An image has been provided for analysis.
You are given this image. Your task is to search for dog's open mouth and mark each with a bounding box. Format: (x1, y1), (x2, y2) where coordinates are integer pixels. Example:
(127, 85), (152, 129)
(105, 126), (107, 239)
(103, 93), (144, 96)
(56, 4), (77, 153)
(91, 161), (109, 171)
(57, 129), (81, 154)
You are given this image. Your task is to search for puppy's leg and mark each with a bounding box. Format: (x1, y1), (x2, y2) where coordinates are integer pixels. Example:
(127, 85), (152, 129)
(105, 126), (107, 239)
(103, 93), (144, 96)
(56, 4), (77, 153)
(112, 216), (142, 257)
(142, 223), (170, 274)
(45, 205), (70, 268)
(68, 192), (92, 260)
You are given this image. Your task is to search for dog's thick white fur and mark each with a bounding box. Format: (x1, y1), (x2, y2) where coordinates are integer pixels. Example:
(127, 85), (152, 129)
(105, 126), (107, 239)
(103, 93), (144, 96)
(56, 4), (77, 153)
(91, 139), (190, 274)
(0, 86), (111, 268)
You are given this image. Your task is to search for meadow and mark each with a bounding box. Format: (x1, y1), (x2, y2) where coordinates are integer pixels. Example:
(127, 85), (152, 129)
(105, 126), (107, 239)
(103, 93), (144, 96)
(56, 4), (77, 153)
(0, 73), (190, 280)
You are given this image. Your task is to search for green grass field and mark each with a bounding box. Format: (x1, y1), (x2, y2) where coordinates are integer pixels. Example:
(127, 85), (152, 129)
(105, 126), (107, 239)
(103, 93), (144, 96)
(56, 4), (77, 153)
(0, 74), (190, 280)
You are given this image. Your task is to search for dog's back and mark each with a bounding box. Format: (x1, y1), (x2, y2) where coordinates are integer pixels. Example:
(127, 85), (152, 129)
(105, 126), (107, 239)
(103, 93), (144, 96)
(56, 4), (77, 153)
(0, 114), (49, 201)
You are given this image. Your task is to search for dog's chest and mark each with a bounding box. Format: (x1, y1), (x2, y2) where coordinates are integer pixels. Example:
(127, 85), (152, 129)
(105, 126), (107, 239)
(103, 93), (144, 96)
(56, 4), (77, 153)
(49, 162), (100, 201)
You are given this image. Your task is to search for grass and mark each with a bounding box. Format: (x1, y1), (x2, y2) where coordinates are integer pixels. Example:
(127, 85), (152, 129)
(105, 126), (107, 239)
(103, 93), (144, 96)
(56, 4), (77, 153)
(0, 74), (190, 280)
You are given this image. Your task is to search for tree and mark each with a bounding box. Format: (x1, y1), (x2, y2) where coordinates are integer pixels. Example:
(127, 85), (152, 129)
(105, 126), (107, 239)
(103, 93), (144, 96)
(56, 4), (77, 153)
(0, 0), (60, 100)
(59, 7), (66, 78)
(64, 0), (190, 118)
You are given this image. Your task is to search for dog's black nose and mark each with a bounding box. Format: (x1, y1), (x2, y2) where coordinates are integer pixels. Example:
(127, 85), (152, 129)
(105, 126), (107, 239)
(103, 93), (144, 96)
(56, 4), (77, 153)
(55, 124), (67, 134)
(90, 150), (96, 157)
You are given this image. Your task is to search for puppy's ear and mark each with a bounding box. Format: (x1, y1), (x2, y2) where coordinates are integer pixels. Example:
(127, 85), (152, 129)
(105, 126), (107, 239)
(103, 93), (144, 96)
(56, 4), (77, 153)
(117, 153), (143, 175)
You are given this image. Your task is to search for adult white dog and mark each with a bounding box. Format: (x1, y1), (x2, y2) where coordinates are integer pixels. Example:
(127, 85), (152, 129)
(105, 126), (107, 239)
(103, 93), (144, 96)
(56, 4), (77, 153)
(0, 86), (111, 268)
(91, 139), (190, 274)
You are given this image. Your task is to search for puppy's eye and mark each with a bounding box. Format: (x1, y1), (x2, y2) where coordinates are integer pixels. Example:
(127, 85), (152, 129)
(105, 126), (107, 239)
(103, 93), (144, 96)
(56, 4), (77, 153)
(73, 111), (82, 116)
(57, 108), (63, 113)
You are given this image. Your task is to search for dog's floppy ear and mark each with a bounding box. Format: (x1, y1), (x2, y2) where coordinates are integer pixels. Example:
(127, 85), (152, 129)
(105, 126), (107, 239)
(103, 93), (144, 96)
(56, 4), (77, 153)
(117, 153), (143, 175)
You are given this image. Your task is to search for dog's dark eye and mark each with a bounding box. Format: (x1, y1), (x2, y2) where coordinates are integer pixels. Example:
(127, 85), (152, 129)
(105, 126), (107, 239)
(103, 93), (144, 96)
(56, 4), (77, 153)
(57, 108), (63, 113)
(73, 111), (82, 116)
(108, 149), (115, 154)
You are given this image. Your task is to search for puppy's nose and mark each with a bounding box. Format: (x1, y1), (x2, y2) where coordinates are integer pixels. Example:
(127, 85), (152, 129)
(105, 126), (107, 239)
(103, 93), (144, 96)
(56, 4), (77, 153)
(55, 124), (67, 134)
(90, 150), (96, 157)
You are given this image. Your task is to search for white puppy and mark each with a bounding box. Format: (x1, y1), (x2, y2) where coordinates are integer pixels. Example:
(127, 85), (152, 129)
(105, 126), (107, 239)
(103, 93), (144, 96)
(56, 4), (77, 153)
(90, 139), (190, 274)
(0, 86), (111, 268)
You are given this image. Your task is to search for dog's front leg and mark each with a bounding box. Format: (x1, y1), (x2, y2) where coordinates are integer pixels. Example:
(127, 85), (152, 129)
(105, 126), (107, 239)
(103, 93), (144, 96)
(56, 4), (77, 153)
...
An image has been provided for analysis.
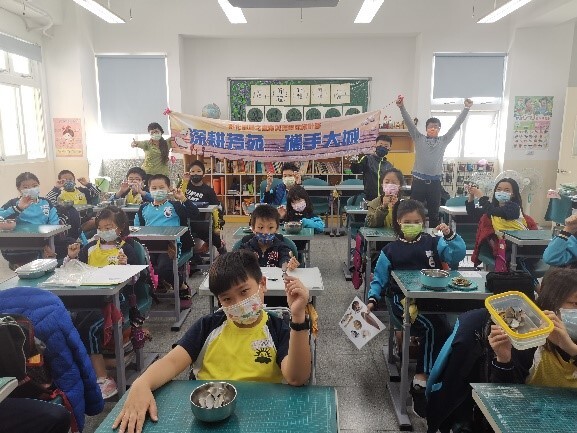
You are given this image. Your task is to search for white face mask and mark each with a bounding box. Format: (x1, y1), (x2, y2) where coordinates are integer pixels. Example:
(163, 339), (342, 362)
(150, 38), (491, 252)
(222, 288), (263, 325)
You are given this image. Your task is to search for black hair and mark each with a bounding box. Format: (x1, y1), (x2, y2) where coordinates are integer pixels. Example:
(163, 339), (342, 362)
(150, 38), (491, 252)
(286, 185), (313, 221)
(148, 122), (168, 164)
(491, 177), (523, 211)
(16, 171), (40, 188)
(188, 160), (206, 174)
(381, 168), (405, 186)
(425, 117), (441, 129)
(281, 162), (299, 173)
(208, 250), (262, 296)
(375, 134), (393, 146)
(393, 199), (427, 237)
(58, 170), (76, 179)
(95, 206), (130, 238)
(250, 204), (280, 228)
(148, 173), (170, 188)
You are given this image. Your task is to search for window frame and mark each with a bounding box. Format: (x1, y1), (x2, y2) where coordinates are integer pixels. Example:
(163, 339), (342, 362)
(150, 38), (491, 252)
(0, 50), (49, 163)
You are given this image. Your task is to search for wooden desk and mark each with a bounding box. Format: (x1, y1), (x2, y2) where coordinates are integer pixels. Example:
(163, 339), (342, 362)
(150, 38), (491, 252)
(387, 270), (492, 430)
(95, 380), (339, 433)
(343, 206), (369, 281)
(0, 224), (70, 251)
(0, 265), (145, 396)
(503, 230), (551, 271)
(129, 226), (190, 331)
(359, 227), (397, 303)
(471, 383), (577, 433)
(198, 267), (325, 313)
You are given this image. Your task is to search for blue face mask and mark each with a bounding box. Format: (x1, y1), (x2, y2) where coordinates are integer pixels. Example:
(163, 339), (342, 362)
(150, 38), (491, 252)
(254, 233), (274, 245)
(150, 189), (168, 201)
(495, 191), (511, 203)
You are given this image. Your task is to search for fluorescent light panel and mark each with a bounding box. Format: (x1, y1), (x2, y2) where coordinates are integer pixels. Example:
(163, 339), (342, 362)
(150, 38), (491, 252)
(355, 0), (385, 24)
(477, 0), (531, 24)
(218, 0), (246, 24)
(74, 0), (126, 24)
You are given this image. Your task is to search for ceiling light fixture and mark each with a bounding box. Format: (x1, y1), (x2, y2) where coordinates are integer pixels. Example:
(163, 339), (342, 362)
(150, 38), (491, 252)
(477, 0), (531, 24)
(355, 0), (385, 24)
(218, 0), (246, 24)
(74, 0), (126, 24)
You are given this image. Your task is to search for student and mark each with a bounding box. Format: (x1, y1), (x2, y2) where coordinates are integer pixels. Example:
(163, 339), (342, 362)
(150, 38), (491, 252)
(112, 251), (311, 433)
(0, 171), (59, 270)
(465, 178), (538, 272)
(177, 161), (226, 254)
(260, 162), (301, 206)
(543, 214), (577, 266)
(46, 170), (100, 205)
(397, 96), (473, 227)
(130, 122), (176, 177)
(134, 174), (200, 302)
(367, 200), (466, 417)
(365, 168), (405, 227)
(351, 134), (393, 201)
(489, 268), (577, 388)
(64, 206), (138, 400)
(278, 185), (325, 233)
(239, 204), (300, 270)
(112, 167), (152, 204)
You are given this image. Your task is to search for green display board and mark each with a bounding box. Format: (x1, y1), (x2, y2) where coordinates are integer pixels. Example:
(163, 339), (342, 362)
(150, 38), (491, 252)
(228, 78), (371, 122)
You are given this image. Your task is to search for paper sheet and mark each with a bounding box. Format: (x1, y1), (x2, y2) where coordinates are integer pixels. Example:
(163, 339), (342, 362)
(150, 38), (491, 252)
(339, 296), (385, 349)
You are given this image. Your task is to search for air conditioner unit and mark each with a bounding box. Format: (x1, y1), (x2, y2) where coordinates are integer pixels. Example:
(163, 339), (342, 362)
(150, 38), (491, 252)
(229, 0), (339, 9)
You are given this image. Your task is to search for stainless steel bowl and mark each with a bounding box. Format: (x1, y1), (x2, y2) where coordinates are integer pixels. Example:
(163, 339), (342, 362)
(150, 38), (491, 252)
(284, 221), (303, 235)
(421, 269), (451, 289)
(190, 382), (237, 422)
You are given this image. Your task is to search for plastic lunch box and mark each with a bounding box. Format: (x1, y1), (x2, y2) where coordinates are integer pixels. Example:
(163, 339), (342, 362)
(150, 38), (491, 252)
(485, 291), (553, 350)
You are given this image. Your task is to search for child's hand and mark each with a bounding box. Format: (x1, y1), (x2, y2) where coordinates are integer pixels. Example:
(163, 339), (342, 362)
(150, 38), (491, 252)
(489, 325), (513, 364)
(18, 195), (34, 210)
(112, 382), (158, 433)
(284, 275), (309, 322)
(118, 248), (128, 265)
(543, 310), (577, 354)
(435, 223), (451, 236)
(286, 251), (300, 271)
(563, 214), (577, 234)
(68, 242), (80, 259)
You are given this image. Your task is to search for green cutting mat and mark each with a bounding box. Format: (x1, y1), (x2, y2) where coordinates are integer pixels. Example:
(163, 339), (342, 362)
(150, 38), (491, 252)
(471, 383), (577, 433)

● **Work to do**
Pull out every line of the entries above that contains the word "grass", counting a match only when the case is the same.

● **Result below**
You are given this image. Your task is to search for green grass field and mark each with a bounding box. Format: (x1, y1), (x2, y2) where coordinates are integer pixels. Example:
You are given this image. Your task is to search for grass and mark each with a bounding box. Format: (x1, y1), (x2, y2) where coordinates are integer pixels. Example:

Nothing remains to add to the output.